◆ **TASK SET**
- A) List every type of weapon named in the Asiatic Squadron account.
- B) From the Asiatic Squadron account, print the part that opens with the words containing "On June 1, the" and closes with "adjust their aim.".

◆ **PROVIDED PASSAGE**
######

The Asiatic Squadron departed from Nagasaki, Japan, on May 16 and set anchor at Inchon a week later, making peaceful contact with armed villagers on Wolmi Island before sailing to Ganghwa a week later. Finally, on May 30 and 31, the squadron made repeated contact with low-level Korean officials on a junk. The Americans professed that they came in friendship, hoping to sign a trade treaty and also survey the nearby rivers. The officials politely explained they lacked the power to negotiate and that the government was not the least interested in a trade treaty. The Koreans felt they had gotten along fine without treaties with the United States for centuries, so why should that change?
On June 1, the Monocacy, the Palos and three small cutters set sail down the Han River on a river charting expedition heading towards Seoul. As they made their way, the American boats approached a bend in the river overlooked by three forts. They could see troops lining the ramparts. As the U.S. ships made their way around the bend, a shot cracked through the air, signaling the commencement of an ambush. The Korean soldiers rained heavy fire on the American ships with antiquated cannons and enormous tripod-mounted jingal matchlock muskets. However, even as hot metal sprayed the water around the American ships, it inflicted little damage—the old weapons were inaccurate and could not easily adjust their aim.
The American gunboats returned fire, their modern twelve-pound guns driving the Korean troops from the walls and gun positions into the shelter of concealing ravines. The U.S. force’s commander, Lieutenant Commander Blake, wheeled his ships around and blasted all three forts until they ceased firing. Then he sailed back to the sea. Only one sailor had been wounded by enemy fire, and another had lost a few fingers to the recoil of his own howitzer.

######

◆ **EXCERPTED DATA**
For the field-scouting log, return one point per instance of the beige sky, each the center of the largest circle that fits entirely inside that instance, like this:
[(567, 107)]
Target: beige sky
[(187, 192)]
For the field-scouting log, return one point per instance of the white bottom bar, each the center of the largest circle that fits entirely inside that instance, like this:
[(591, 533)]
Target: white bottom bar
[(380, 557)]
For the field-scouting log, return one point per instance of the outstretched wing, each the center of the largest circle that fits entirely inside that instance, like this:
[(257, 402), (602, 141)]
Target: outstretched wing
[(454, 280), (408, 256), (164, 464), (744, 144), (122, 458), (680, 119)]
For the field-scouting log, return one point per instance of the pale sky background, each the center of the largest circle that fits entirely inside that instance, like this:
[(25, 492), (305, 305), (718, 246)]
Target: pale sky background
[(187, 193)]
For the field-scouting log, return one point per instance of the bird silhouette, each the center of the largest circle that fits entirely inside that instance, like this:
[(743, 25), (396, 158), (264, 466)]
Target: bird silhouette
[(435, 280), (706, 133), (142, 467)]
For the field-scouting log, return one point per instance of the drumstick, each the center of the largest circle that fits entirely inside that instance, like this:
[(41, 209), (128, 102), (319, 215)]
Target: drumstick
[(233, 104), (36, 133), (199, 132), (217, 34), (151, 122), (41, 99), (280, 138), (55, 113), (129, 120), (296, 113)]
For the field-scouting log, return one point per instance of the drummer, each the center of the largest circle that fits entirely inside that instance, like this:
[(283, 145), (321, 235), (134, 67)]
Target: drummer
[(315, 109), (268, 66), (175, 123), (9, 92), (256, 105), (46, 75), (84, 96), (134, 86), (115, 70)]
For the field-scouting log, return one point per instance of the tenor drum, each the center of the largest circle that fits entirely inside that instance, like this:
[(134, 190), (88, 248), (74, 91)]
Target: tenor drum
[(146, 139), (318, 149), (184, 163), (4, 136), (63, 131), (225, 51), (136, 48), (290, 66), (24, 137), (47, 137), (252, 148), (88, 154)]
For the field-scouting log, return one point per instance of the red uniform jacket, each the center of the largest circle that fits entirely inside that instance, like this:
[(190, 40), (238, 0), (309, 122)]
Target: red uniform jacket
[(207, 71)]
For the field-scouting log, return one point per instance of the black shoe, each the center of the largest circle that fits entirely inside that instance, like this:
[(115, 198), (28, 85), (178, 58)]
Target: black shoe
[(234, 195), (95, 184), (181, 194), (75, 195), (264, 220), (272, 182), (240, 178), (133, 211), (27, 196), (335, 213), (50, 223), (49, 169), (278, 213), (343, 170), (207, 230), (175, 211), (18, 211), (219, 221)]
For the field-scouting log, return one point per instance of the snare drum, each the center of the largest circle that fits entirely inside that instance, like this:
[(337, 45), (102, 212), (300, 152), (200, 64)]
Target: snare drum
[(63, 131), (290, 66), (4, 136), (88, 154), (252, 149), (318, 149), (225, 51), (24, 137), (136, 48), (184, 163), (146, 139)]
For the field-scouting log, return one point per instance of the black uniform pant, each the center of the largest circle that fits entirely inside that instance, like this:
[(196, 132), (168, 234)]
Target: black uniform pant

######

◆ **RESPONSES FOR EACH TASK**
- A)
- Antiquated cannons
- Tripod-mounted jingal matchlock muskets
- Twelve-pound guns
- Howitzer

- B)
On June 1, the Monocacy, the Palos and three small cutters set sail down the Han River on a river charting expedition heading towards Seoul. As they made their way, the American boats approached a bend in the river overlooked by three forts. They could see troops lining the ramparts. As the U.S. ships made their way around the bend, a shot cracked through the air, signaling the commencement of an ambush. The Korean soldiers rained heavy fire on the American ships with antiquated cannons and enormous tripod-mounted jingal matchlock muskets. However, even as hot metal sprayed the water around the American ships, it inflicted little damage—the old weapons were inaccurate and could not easily adjust their aim.